Short exercise 1 => From the Rome travel post, quote the stretch from "Oops!! Completely spaced" through "with the hubs." word for word.
Short exercise 2 => In the Rome travel post, how far does the writer say you walk each day when staying at Suite Sistina?
Short exercise 3 => Carry on the Rome travel post from the point where it stops.

Source document =>
ROME: Organized chaos and the best people watching in the world

Disclaimer: You’re going to be here for a while. Grab a beverage, cozy up to your screen and get ready to reeeeead! 

“Did you bring the camera?” David asked, as we made our way down to the Colosseum on our first afternoon in Rome.

Oops!! Completely spaced that one. Thank goodness for the quality of iPhone pictures these days! But let’s be real. They don’t quite cut it in certain scenarios…

…like when you’re trying to chase a seagull.


…or tiptoe through flour to snap a glimpse of a bakery’s ovens at 2:00 a.m. (IT WAS SO HOT IN THERE!)


…or zoom in on a…uh….a seagull, ahemmm, YES, that’s what I’m referring to here. This bird had no idea it was mocking an ancient statue. What’s quite funny is when we passed this place a second time, there was a seagull on his head again! Must be a good view.


Nonetheless, I think you’ll still enjoy this mini tour and hopefully pack a few tips in your traveling pocket. These are just SOME of the sights, tastes and places I cherished whilst exploring ROMA with the hubs.

Oh, wait! Before you get scrollin’, I strongly suggest you get the lowdown on Suite Sistina. From a disco bathtub to the “Sexy Menu” I accidentally sent my mom to why I’d actually recommend staying at this hotel, go get your read on.

OK, ready? Let’s start walkin’. (When you stay at Suite Sistina, you can walk to practically everything. You walk anywhere from four to eight miles a day, but when you’re crushing pizza, pasta, wine and gelato, it balances everything out.)

Data excerpt =>
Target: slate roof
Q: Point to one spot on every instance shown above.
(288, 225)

Answer 1 =>
Oops!! Completely spaced that one. Thank goodness for the quality of iPhone pictures these days! But let’s be real. They don’t quite cut it in certain scenarios…

…like when you’re trying to chase a seagull.


…or tiptoe through flour to snap a glimpse of a bakery’s ovens at 2:00 a.m. (IT WAS SO HOT IN THERE!)


…or zoom in on a…uh….a seagull, ahemmm, YES, that’s what I’m referring to here. This bird had no idea it was mocking an ancient statue. What’s quite funny is when we passed this place a second time, there was a seagull on his head again! Must be a good view.


Nonetheless, I think you’ll still enjoy this mini tour and hopefully pack a few tips in your traveling pocket. These are just SOME of the sights, tastes and places I cherished whilst exploring ROMA with the hubs.

Answer 2 => Anywhere from four to eight miles a day.

Answer 3 =>
We begin near the Roman Forum. 

Standing before you are some the city’s most ancient ruins. These are remnants of government buildings, temples and platforms that were once part of the bustling marketplace and town hall that was THE Roman Forum. Elections, processions, speeches and more took place in this area.


Don’t you just wish you could go back in time and see what everyone was wearing, what they talked about and how it smelled?

Another thing you see on your way to the Colosseum and all over Roma:

STREET PERFORMERS. Everywhere. And street peddlers. Everywhere.


THIS guy. I know. Amazing, right?

Unfortunately, he’s tricking us. There is a method to his mad illusion. Can you guess what it is?


…then THIS guy. He’s not darting down the sidewalk like you think he might be. He’s completely still.


Here he his from the back. I love how the folks approaching him aren’t impressed. Boy, I sure was. (It doesn’t take much.)


Here is the Lupa Romana, a famous statue that represents the founding brothers of Rome: Romulus and Remus.

Me: AH! David!! Wait, look! Come here! Do you know what this is?
David: Oh, yeah, I’ve seen this. Romulus and Remus.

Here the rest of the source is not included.